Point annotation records

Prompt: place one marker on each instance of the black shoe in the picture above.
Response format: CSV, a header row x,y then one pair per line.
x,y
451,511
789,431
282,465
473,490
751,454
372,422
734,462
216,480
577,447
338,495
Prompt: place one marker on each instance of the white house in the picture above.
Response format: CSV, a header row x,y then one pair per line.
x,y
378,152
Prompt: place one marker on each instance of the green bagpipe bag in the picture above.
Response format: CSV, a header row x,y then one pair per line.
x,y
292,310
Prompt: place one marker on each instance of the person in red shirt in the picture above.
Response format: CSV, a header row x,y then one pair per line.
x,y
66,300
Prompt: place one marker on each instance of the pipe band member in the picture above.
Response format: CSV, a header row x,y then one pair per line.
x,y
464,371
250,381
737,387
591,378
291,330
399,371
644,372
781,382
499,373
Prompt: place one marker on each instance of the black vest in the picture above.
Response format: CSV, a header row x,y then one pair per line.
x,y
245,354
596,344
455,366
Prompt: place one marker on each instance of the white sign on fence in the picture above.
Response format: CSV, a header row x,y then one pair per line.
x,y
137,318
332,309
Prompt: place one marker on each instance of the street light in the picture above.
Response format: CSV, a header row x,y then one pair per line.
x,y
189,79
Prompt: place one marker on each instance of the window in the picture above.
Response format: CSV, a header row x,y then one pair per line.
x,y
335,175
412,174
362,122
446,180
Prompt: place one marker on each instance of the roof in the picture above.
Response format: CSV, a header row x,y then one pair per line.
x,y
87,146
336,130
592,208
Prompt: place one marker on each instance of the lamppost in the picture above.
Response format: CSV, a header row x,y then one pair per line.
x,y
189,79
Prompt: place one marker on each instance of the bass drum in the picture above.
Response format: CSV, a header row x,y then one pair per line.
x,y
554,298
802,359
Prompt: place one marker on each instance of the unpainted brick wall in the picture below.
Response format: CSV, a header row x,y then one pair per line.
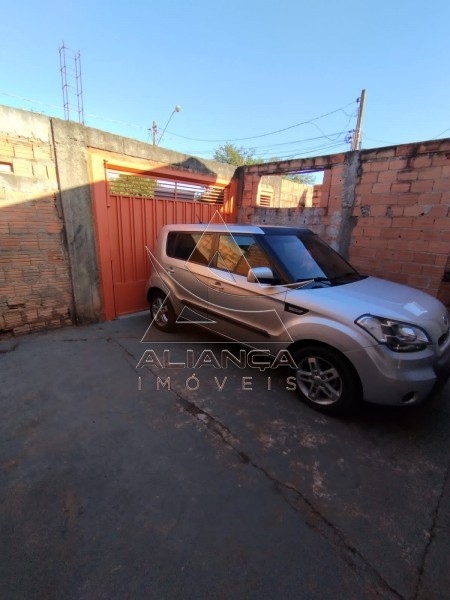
x,y
392,213
324,219
35,286
402,215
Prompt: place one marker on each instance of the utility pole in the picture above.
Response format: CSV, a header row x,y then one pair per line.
x,y
356,145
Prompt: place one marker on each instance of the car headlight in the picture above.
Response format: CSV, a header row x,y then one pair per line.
x,y
398,336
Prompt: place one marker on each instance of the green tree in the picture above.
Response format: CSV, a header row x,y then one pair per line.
x,y
232,155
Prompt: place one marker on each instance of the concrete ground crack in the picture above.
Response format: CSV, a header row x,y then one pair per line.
x,y
296,500
431,534
300,504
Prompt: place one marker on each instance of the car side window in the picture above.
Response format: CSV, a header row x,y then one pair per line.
x,y
192,247
238,253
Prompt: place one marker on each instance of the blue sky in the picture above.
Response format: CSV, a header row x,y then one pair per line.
x,y
238,69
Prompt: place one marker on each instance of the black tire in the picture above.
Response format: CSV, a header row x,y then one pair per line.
x,y
325,380
161,311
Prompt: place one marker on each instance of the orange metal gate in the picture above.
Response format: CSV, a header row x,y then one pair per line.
x,y
133,224
129,218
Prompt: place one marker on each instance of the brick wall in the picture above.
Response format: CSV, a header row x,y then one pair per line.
x,y
402,214
35,288
387,209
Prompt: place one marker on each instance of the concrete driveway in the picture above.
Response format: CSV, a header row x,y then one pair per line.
x,y
113,486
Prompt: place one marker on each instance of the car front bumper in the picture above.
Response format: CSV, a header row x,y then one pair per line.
x,y
393,378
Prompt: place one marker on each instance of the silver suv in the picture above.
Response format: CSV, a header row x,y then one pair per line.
x,y
350,337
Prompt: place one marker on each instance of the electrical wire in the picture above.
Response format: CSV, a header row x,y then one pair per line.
x,y
254,137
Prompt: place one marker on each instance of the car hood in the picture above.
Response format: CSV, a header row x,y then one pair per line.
x,y
377,297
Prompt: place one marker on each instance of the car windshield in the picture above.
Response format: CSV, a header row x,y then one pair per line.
x,y
308,257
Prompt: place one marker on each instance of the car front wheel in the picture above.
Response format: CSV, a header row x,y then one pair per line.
x,y
161,311
325,380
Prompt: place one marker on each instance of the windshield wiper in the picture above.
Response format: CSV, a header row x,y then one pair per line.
x,y
347,274
314,279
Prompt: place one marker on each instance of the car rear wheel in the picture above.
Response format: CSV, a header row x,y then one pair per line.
x,y
325,380
161,311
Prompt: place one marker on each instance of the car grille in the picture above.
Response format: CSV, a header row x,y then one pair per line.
x,y
443,339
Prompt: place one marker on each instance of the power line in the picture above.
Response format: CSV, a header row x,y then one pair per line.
x,y
254,137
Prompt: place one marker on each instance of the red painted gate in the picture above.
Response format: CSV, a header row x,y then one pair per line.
x,y
133,224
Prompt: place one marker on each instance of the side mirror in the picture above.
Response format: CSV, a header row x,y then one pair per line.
x,y
261,275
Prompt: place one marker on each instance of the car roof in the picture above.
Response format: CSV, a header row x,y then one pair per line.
x,y
235,228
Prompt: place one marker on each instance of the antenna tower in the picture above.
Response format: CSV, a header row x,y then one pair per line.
x,y
72,86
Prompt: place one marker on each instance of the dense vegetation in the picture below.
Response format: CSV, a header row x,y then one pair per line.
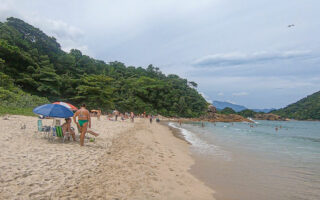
x,y
305,109
35,70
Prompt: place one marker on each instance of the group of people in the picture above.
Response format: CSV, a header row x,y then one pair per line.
x,y
83,124
82,118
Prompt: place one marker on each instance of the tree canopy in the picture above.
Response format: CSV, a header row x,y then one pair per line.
x,y
304,109
35,65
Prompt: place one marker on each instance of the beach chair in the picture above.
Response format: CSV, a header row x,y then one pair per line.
x,y
43,129
59,133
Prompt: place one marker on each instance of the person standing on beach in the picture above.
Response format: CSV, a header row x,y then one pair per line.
x,y
83,120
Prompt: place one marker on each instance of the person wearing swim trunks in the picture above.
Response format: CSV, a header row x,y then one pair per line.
x,y
66,127
83,120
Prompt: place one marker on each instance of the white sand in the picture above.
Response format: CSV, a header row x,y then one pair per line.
x,y
127,161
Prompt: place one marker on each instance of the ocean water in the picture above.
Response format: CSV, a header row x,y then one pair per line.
x,y
243,162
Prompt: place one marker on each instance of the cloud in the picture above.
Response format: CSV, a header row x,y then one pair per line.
x,y
220,94
232,59
206,97
240,94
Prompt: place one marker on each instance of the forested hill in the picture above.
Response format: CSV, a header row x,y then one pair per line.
x,y
307,108
33,67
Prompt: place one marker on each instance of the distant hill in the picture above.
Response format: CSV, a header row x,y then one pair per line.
x,y
267,110
35,70
220,105
307,108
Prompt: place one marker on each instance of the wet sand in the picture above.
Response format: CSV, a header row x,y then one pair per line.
x,y
127,161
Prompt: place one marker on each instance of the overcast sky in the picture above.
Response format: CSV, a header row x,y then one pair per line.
x,y
237,51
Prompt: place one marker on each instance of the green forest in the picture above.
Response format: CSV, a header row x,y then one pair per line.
x,y
35,70
307,108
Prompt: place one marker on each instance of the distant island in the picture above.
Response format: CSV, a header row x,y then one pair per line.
x,y
307,108
220,105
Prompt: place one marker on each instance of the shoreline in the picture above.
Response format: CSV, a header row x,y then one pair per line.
x,y
127,161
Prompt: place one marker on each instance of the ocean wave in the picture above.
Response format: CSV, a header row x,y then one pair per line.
x,y
200,145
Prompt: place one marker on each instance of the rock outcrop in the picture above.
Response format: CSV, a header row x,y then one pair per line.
x,y
268,116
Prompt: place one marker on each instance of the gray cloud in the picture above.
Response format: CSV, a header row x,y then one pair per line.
x,y
232,59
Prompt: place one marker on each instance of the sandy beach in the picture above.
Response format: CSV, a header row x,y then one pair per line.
x,y
127,161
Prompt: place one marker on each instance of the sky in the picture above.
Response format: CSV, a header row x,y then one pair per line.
x,y
238,51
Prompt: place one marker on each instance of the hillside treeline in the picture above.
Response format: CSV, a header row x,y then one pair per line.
x,y
34,69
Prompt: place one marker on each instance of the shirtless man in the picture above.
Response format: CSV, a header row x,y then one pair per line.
x,y
83,120
66,127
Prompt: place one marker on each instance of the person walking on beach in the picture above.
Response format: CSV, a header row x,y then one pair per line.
x,y
83,120
66,128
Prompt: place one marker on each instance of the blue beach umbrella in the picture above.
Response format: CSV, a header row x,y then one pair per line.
x,y
53,110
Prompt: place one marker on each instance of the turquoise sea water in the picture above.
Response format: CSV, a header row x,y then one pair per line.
x,y
244,162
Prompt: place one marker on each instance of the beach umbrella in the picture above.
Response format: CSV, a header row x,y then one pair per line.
x,y
53,110
68,105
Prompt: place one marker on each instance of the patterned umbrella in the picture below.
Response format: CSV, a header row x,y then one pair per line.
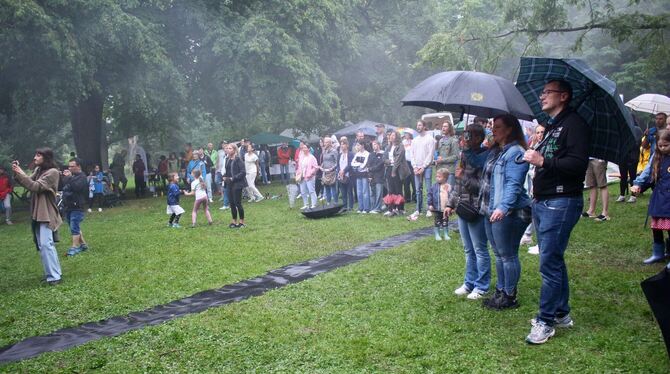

**WHAT YOU SHOULD DO**
Rewrite everything from the line containing "Prompt: place one marker on each instance of the turquoise" down to the end of the records, swapping "marker" for "pin" and keeping all else unchanged. Omit the pictures.

**OUTPUT BELOW**
Prompt: place one pin on each instance of the turquoise sea water in the picture above.
Response format: CSV, a header row x,y then one pair per line.
x,y
244,162
Prompt: place one pin on each instance of the beach umbrella in the picture above.
Response format: CSV, a header row x,y then one pair per line.
x,y
53,110
68,105
Prompt: place one pin on each instance of the patterned umbrella in the picture below.
Response format: CSV, a header row x,y then one pair per line.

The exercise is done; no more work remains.